→ TASK BRIEF
Report every line of the material below that contains the string "black", and treat uppercase and lowercase letters as different.

# # # # #

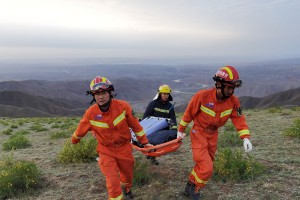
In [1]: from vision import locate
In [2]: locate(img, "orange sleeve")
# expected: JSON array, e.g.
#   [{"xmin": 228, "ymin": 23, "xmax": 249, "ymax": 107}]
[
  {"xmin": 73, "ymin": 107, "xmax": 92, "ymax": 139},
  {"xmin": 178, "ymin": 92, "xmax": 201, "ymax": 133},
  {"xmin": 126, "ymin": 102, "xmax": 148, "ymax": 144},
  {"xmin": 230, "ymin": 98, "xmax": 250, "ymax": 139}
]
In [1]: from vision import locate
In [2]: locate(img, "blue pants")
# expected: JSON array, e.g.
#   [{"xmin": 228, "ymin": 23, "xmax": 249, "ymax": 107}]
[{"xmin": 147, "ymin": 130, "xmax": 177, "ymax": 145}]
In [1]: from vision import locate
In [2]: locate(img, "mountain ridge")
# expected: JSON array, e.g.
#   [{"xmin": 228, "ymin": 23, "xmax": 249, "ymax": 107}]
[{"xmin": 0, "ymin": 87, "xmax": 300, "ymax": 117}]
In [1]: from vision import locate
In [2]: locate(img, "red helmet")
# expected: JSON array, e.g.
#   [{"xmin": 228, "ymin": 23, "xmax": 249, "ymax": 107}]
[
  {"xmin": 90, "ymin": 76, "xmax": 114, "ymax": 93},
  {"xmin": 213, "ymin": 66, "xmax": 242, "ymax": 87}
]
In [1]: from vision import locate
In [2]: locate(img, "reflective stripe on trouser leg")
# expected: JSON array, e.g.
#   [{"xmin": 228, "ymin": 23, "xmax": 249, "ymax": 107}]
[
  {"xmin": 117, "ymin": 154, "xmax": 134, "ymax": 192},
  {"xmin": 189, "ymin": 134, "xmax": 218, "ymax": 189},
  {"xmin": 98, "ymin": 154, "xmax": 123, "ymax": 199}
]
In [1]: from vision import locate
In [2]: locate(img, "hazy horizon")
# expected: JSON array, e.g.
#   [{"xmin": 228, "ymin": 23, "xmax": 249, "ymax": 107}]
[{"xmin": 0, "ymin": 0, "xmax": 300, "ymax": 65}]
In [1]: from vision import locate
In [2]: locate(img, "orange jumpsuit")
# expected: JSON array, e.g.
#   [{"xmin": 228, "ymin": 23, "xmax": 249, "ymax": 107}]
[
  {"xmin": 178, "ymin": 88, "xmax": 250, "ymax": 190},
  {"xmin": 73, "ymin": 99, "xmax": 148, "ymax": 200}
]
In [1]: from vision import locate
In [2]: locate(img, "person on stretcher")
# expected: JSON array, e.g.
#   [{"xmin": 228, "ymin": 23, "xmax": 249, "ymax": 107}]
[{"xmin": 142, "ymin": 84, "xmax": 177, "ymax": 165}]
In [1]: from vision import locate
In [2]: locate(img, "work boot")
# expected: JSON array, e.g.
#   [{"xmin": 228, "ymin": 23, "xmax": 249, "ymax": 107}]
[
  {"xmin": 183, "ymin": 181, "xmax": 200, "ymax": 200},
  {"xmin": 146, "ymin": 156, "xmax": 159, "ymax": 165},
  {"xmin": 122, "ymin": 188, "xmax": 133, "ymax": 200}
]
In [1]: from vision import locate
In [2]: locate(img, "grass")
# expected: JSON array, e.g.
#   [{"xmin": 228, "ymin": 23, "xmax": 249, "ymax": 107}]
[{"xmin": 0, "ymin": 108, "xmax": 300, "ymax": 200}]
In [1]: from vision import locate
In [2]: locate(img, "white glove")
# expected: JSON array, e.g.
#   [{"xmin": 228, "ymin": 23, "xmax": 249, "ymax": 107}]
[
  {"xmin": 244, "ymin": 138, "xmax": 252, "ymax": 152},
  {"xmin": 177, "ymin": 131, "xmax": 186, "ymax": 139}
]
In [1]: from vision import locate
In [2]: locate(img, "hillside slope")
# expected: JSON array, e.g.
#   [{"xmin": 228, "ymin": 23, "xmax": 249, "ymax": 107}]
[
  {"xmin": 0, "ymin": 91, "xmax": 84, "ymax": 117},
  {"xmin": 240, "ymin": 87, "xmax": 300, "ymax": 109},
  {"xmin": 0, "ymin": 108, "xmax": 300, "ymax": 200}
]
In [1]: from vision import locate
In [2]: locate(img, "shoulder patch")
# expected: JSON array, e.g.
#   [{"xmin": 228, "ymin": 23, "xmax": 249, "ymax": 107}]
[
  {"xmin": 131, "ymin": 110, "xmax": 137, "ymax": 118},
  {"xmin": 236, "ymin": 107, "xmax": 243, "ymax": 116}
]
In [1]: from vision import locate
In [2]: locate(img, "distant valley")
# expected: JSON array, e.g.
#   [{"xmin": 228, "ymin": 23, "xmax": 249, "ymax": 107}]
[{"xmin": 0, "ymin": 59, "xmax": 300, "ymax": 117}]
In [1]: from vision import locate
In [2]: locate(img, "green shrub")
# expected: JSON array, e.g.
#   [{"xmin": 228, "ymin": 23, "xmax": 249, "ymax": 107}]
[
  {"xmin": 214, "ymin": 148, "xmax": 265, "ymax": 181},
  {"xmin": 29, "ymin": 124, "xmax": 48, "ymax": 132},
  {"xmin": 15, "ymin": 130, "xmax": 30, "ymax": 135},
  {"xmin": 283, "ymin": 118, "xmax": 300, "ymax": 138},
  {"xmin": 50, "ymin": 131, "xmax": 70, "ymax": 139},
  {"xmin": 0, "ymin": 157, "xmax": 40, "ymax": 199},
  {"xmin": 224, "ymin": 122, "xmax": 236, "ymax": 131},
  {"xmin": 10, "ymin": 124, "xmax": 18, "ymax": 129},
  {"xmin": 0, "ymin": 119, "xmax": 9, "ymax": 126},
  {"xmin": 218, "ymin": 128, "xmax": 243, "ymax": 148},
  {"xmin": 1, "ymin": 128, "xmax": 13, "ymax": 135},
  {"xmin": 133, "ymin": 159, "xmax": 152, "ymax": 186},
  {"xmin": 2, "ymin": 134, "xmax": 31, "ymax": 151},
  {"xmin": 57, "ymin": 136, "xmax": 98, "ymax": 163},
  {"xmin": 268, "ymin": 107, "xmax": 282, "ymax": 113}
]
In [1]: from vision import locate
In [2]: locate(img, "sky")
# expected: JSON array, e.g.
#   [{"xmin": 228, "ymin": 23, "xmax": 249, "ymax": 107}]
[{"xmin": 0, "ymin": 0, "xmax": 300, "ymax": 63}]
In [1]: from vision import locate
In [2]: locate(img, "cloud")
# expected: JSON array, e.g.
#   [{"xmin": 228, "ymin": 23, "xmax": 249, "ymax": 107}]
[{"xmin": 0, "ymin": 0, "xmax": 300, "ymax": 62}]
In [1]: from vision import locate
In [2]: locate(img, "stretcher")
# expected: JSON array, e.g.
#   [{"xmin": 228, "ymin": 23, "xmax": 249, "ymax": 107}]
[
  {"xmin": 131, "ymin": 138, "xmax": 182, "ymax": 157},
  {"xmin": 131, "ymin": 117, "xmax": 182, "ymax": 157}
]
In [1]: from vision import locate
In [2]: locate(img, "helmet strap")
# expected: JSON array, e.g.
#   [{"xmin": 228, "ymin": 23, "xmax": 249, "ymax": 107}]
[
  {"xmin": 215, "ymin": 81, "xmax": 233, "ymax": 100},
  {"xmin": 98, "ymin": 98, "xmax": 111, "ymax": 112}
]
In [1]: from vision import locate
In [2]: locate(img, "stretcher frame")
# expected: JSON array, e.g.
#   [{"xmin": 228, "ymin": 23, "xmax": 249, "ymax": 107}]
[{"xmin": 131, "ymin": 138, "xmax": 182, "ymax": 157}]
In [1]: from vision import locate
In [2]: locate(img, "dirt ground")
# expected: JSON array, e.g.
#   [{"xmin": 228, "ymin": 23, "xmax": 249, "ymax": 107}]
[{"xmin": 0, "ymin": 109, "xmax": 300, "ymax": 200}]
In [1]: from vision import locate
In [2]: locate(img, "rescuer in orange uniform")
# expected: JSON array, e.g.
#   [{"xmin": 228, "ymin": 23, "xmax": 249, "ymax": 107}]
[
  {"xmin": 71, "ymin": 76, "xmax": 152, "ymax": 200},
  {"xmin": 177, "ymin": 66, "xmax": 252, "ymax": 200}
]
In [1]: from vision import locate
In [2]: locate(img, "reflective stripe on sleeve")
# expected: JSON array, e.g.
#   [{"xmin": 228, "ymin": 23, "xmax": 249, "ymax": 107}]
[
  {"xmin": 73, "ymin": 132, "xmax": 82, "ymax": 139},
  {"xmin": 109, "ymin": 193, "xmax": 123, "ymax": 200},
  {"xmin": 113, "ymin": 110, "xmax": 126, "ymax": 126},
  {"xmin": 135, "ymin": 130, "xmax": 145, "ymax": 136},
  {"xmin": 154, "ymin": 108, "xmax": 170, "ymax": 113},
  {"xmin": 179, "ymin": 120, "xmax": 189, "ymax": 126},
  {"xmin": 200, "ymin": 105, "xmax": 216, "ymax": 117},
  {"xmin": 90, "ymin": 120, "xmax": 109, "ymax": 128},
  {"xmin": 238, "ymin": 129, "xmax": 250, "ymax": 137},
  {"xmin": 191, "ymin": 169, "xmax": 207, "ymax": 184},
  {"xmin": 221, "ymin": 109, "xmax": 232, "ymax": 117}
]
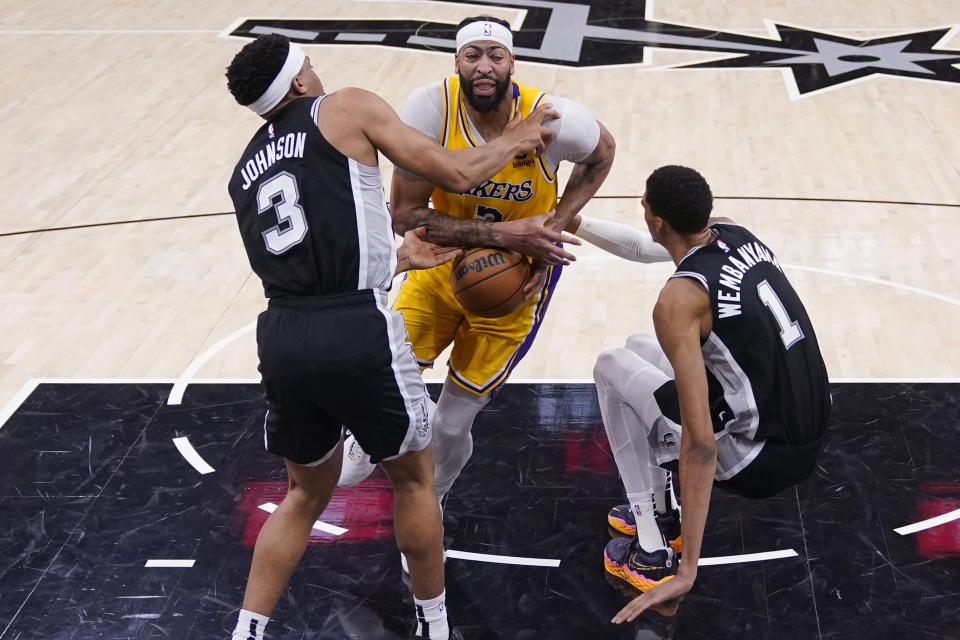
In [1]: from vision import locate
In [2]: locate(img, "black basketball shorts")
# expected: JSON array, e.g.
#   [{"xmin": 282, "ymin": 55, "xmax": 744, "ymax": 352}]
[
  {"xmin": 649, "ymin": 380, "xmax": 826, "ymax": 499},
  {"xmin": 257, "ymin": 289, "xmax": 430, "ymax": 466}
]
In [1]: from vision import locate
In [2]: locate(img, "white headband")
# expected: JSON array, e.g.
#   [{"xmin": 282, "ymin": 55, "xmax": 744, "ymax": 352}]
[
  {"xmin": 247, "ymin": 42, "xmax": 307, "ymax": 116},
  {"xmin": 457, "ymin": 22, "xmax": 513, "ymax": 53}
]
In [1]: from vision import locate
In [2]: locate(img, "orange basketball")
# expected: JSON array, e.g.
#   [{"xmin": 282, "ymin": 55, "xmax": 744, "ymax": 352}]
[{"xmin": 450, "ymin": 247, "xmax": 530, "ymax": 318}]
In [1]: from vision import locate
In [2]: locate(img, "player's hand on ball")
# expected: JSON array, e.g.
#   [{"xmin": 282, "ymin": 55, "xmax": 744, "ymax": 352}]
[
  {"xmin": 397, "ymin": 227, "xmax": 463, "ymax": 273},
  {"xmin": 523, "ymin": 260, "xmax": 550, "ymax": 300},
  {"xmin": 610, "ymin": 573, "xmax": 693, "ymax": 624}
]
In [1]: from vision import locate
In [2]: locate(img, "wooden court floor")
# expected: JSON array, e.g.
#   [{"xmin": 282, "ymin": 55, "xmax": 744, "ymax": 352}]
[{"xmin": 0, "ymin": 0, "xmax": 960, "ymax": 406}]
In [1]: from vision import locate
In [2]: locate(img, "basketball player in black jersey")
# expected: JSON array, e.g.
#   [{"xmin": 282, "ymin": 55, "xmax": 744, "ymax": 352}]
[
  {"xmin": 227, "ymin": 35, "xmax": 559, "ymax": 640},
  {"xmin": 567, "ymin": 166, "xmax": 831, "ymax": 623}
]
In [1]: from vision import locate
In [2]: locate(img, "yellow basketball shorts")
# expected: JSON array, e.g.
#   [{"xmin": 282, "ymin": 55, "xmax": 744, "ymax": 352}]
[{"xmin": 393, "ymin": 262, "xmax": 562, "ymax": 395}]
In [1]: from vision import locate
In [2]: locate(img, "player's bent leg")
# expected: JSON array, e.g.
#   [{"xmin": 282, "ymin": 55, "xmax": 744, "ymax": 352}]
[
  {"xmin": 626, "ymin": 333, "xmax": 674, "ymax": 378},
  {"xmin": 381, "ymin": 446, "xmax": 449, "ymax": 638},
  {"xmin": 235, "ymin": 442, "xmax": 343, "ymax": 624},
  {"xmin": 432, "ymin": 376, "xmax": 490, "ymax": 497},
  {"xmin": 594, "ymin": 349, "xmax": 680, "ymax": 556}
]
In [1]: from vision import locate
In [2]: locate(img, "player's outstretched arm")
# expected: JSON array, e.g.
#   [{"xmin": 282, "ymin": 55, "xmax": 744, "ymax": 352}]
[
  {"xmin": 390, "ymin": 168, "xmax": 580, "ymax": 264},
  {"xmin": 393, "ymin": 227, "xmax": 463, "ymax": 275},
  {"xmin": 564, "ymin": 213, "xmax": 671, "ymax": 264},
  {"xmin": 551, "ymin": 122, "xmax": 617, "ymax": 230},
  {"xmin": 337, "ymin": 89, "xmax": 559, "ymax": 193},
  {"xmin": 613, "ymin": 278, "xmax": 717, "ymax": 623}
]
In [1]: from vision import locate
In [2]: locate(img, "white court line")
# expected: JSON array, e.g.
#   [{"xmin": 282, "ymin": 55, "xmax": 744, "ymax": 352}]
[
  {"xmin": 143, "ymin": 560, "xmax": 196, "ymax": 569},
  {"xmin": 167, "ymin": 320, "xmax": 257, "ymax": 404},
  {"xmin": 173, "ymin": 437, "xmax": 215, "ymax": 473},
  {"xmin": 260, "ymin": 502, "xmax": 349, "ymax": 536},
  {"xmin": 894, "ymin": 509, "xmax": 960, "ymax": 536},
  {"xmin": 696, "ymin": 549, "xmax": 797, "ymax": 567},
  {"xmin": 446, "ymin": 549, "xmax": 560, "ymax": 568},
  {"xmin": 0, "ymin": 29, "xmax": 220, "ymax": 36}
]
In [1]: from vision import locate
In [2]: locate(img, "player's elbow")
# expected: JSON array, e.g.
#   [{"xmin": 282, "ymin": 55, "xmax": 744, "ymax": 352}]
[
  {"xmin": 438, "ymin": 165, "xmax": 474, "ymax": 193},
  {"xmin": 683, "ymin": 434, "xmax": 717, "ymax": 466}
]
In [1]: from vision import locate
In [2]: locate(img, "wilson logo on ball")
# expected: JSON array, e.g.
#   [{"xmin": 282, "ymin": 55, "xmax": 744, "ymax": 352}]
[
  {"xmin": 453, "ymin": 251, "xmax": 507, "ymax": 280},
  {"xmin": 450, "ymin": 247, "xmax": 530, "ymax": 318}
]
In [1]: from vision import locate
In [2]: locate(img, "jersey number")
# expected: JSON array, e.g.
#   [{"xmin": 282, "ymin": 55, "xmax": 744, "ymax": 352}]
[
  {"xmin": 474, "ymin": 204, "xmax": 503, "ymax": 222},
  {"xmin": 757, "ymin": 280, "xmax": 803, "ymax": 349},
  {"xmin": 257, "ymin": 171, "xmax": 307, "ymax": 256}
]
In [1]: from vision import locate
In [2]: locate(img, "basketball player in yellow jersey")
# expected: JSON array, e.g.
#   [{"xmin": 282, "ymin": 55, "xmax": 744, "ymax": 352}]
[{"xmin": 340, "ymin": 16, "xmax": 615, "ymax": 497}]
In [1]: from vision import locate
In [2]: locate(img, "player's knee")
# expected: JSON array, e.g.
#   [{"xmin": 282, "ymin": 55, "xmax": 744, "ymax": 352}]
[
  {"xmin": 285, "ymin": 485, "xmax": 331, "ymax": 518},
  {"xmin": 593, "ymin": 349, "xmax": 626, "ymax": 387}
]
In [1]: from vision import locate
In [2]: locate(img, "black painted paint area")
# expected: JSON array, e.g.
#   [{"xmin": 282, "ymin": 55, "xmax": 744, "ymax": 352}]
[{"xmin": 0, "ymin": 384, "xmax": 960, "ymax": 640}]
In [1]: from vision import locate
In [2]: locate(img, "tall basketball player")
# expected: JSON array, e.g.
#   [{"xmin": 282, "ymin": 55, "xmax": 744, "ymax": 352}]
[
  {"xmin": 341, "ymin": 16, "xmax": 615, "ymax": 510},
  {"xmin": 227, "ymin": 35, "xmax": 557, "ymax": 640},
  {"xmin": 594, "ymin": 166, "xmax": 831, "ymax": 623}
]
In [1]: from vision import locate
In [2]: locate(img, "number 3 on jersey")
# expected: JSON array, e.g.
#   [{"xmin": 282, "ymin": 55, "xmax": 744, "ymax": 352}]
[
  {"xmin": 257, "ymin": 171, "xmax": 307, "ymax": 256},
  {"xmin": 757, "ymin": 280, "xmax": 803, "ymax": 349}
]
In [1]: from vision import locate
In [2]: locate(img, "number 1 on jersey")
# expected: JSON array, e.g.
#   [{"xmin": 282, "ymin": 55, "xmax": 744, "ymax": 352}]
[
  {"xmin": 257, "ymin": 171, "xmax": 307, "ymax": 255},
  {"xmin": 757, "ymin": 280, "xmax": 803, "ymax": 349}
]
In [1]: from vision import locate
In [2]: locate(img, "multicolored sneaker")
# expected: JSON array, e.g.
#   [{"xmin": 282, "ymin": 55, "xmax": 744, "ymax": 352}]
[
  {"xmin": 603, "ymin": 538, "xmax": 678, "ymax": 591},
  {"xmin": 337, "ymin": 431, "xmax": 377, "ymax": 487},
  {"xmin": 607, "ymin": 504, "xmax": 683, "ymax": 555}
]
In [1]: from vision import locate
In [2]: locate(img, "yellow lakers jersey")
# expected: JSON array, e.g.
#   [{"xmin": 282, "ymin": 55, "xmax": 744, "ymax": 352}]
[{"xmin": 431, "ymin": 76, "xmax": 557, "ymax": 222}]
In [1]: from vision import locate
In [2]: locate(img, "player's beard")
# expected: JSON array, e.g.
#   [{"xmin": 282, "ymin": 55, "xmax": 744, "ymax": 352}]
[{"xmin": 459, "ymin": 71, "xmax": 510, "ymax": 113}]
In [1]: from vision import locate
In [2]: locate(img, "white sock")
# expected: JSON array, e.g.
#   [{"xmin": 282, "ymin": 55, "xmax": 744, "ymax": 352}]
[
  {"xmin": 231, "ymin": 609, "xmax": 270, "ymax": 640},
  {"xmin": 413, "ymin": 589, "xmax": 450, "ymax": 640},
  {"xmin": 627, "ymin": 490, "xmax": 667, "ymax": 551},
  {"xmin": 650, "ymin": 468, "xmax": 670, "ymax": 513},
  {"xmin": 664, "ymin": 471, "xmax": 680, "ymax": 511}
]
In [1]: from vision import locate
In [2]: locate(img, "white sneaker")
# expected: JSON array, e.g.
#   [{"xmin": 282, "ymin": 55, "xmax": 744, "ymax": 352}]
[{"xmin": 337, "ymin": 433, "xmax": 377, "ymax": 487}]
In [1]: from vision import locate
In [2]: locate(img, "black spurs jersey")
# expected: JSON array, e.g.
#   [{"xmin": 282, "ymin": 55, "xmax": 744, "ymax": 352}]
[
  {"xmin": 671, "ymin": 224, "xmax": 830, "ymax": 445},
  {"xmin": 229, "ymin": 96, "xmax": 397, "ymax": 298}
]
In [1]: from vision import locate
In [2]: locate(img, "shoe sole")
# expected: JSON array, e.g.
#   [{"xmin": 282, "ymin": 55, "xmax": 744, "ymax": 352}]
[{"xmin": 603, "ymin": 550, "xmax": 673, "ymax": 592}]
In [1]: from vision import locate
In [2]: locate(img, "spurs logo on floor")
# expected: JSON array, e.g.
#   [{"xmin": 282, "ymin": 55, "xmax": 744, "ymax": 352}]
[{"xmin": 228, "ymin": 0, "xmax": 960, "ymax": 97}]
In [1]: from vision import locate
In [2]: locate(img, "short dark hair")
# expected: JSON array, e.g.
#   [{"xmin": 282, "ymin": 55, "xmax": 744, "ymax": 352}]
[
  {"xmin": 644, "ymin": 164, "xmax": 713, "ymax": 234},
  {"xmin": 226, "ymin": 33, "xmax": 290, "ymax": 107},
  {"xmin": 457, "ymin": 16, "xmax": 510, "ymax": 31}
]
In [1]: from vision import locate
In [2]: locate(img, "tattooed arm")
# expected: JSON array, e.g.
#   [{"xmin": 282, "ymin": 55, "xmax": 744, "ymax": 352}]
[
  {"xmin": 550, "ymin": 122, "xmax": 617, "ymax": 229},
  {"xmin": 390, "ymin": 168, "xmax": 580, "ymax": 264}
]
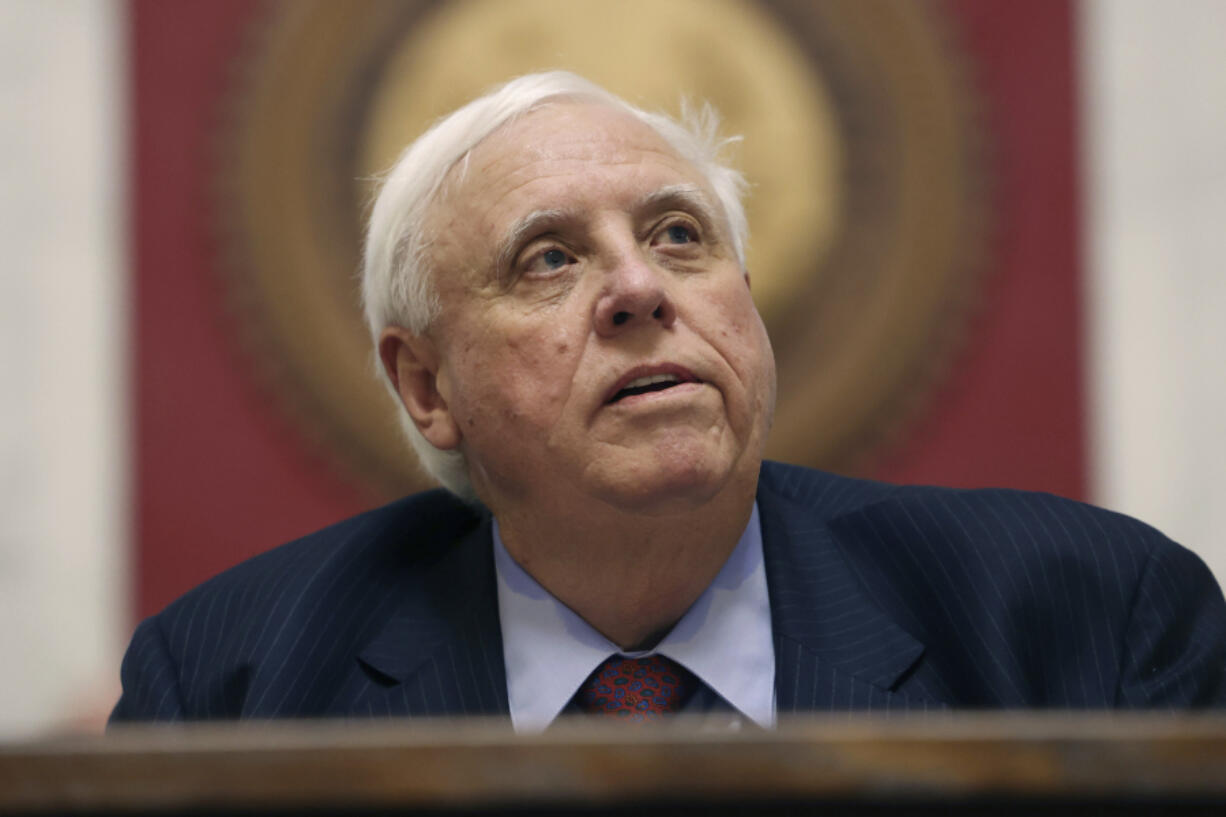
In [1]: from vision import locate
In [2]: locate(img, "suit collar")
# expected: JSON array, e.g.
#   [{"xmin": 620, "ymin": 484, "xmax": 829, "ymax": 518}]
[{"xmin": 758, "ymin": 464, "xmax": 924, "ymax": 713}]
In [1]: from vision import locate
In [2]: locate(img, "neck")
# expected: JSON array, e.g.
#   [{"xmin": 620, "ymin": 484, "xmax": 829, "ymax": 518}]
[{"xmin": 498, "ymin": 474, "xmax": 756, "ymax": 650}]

# # # # #

→ RESULT OF THE TASK
In [2]: locate(img, "black basketball shorts")
In [2]: locate(img, "basketball player in black jersey")
In [2]: locate(img, "black painted paint area")
In [2]: locate(img, "black spurs jersey")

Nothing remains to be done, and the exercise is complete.